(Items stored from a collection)
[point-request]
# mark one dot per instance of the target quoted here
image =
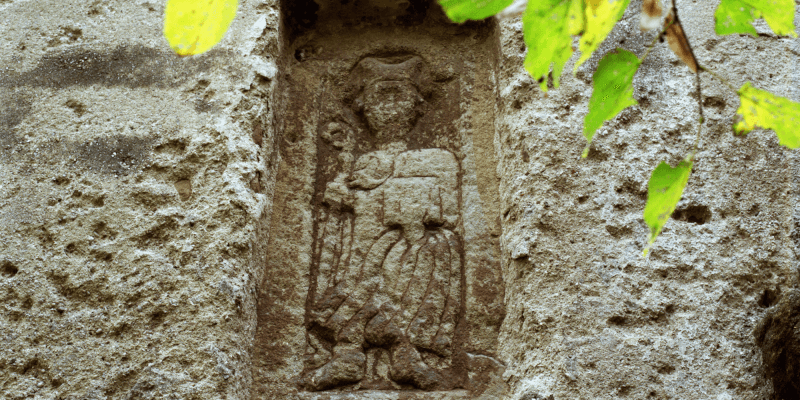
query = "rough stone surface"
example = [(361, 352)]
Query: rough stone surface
[(133, 187), (387, 255), (587, 316), (140, 256), (778, 336)]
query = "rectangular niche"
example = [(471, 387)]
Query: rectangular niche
[(383, 276)]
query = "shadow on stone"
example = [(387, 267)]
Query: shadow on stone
[(778, 336)]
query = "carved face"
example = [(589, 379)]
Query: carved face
[(390, 108)]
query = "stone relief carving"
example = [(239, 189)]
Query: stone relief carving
[(387, 290)]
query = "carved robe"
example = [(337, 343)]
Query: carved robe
[(389, 259)]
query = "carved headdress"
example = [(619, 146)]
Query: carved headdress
[(370, 70)]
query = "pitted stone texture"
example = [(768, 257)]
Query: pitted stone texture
[(778, 336), (133, 187), (588, 317)]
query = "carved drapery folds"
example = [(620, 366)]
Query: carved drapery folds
[(382, 222), (388, 260)]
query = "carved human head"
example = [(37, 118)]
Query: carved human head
[(388, 92)]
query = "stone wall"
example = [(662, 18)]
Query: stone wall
[(140, 257), (135, 190), (587, 316)]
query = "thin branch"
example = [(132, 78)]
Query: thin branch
[(720, 78)]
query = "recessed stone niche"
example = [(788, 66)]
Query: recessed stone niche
[(383, 279)]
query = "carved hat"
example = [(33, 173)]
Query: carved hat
[(407, 67)]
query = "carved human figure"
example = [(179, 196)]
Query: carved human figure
[(388, 257)]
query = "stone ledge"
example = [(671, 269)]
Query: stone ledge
[(387, 395)]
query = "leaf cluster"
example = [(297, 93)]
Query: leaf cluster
[(549, 27)]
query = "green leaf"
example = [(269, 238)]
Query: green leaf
[(601, 16), (613, 91), (548, 26), (462, 10), (663, 192), (762, 109), (736, 16), (195, 26)]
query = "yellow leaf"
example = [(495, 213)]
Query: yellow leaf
[(195, 26), (651, 14), (762, 109)]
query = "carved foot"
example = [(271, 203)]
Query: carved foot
[(408, 367), (346, 367)]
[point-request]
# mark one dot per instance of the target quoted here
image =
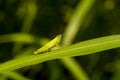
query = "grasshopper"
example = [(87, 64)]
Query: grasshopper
[(49, 45)]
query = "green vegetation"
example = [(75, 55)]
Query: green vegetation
[(89, 48)]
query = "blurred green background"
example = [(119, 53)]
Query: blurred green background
[(26, 25)]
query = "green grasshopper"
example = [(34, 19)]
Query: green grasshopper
[(49, 45)]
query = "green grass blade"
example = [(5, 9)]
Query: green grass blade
[(79, 49)]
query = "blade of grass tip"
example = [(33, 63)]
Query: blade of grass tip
[(76, 20), (73, 27)]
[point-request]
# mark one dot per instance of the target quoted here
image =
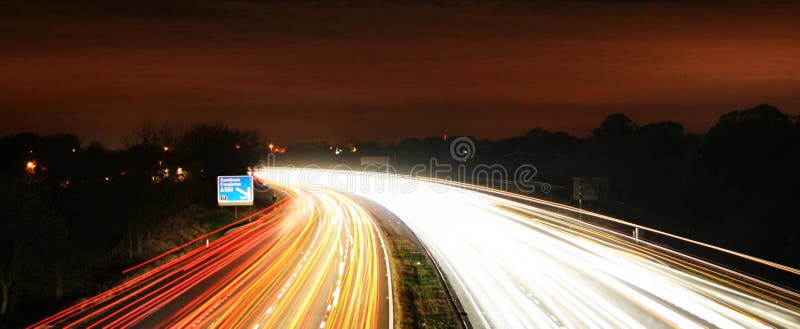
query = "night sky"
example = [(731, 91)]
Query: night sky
[(383, 71)]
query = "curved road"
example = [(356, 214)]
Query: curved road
[(514, 265), (315, 261)]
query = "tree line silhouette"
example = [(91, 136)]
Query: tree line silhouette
[(72, 216)]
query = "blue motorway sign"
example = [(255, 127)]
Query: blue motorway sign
[(235, 190)]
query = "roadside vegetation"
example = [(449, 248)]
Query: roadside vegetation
[(73, 216), (422, 299)]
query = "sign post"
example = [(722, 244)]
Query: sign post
[(235, 191)]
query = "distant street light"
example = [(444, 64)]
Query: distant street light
[(30, 167)]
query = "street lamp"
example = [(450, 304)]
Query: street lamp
[(30, 167)]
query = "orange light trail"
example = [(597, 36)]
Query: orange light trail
[(315, 261)]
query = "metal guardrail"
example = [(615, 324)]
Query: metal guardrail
[(735, 265)]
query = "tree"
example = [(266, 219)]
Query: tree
[(615, 128)]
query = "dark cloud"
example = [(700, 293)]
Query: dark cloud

Your goal
Lay out the whole listing above as a JSON list of strings, one per line, skipping any blank lines. Leave the pictures out.

Solution
[
  "[point-request]",
  "# mark one dot per instance of the target quoted here",
  "image =",
  "query = \"rough stone surface\"",
  "example = [(361, 352)]",
  "Query: rough stone surface",
  "[(133, 187), (387, 255), (587, 316), (140, 256), (778, 336)]",
  "query = \"rectangular niche\"",
  "example = [(471, 387)]",
  "Query: rectangular niche",
  "[(383, 276)]",
  "query = \"shadow on stone\"",
  "example = [(387, 267)]",
  "Query: shadow on stone",
  "[(778, 336)]",
  "query = \"carved face\"",
  "example = [(589, 379)]",
  "Query: carved face",
  "[(390, 108)]",
  "query = \"stone relief carving\"",
  "example = [(239, 189)]",
  "Query: stone relief carving",
  "[(387, 290)]",
  "query = \"carved robe\"",
  "example = [(337, 343)]",
  "Query: carved robe",
  "[(389, 259)]",
  "query = \"carved headdress\"",
  "example = [(619, 146)]",
  "Query: carved headdress",
  "[(370, 70)]",
  "query = \"pitted stone texture\"",
  "example = [(768, 257)]",
  "Query: pitted stone texture",
  "[(778, 336), (133, 187), (588, 317)]",
  "query = \"carved drapery folds\"",
  "example = [(620, 366)]",
  "Query: carved drapery folds",
  "[(382, 222), (388, 260)]",
  "query = \"carved human head\"",
  "example = [(37, 118)]",
  "Query: carved human head",
  "[(388, 92)]",
  "query = \"stone wall\"",
  "example = [(662, 18)]",
  "Query: stone wall",
  "[(140, 257), (135, 190), (587, 316)]",
  "query = \"thin branch\"",
  "example = [(132, 78)]",
  "Query: thin branch",
  "[(720, 78)]",
  "query = \"recessed stone niche\"",
  "example = [(788, 66)]",
  "Query: recessed stone niche",
  "[(383, 279)]",
  "query = \"carved hat\"",
  "example = [(33, 173)]",
  "Query: carved hat",
  "[(407, 67)]",
  "query = \"carved human figure\"",
  "example = [(179, 196)]",
  "Query: carved human figure",
  "[(388, 257)]",
  "query = \"stone ledge\"",
  "example = [(671, 269)]",
  "Query: stone ledge",
  "[(387, 395)]",
  "query = \"leaf cluster\"",
  "example = [(297, 93)]",
  "Query: leaf cluster",
  "[(549, 27)]",
  "query = \"green leaf\"",
  "example = [(269, 238)]",
  "Query: green leaf",
  "[(601, 16), (613, 91), (548, 26), (462, 10), (663, 192), (762, 109), (736, 16), (195, 26)]",
  "query = \"yellow leaf\"",
  "example = [(495, 213)]",
  "Query: yellow leaf",
  "[(195, 26), (651, 14), (762, 109)]",
  "query = \"carved foot\"",
  "example = [(271, 203)]",
  "Query: carved foot",
  "[(408, 367), (346, 367)]",
  "[point-request]",
  "# mark one dot per instance of the target quoted here",
  "image =",
  "query = \"grasshopper\"",
  "example = [(87, 64)]",
  "Query: grasshopper",
  "[(49, 45)]",
  "query = \"green vegetation\"",
  "example = [(75, 55)]",
  "Query: green vegetation",
  "[(89, 48)]",
  "query = \"blurred green background\"",
  "example = [(119, 53)]",
  "Query: blurred green background",
  "[(26, 25)]",
  "query = \"green grasshopper\"",
  "example = [(34, 19)]",
  "Query: green grasshopper",
  "[(49, 45)]",
  "query = \"green grass blade\"",
  "example = [(5, 9)]",
  "Query: green grass blade",
  "[(79, 49)]",
  "query = \"blade of grass tip\"",
  "example = [(33, 63)]",
  "Query: blade of grass tip",
  "[(76, 20), (73, 27)]",
  "[point-request]",
  "# mark one dot per instance of the target quoted here",
  "image =",
  "query = \"night sky\"",
  "example = [(731, 91)]",
  "Query: night sky",
  "[(383, 71)]",
  "query = \"curved road\"",
  "example = [(356, 214)]",
  "Query: curved road",
  "[(514, 265), (315, 261)]",
  "query = \"tree line silhouette\"",
  "example = [(91, 136)]",
  "Query: tree line silhouette",
  "[(72, 216)]",
  "query = \"blue motorway sign\"",
  "example = [(255, 127)]",
  "Query: blue motorway sign",
  "[(235, 190)]",
  "query = \"roadside vegetation\"",
  "example = [(449, 248)]",
  "Query: roadside vegetation",
  "[(73, 216), (422, 299)]",
  "query = \"sign post\"",
  "example = [(722, 244)]",
  "Query: sign post",
  "[(235, 191)]",
  "query = \"distant street light\"",
  "example = [(444, 64)]",
  "Query: distant street light",
  "[(30, 167)]",
  "query = \"street lamp\"",
  "example = [(450, 304)]",
  "Query: street lamp",
  "[(30, 167)]",
  "query = \"orange light trail\"",
  "example = [(597, 36)]",
  "Query: orange light trail",
  "[(315, 261)]",
  "query = \"metal guardrail\"",
  "example = [(615, 324)]",
  "Query: metal guardrail",
  "[(735, 265)]",
  "query = \"tree\"",
  "example = [(266, 219)]",
  "Query: tree",
  "[(615, 128)]",
  "query = \"dark cloud\"",
  "example = [(700, 293)]",
  "Query: dark cloud"
]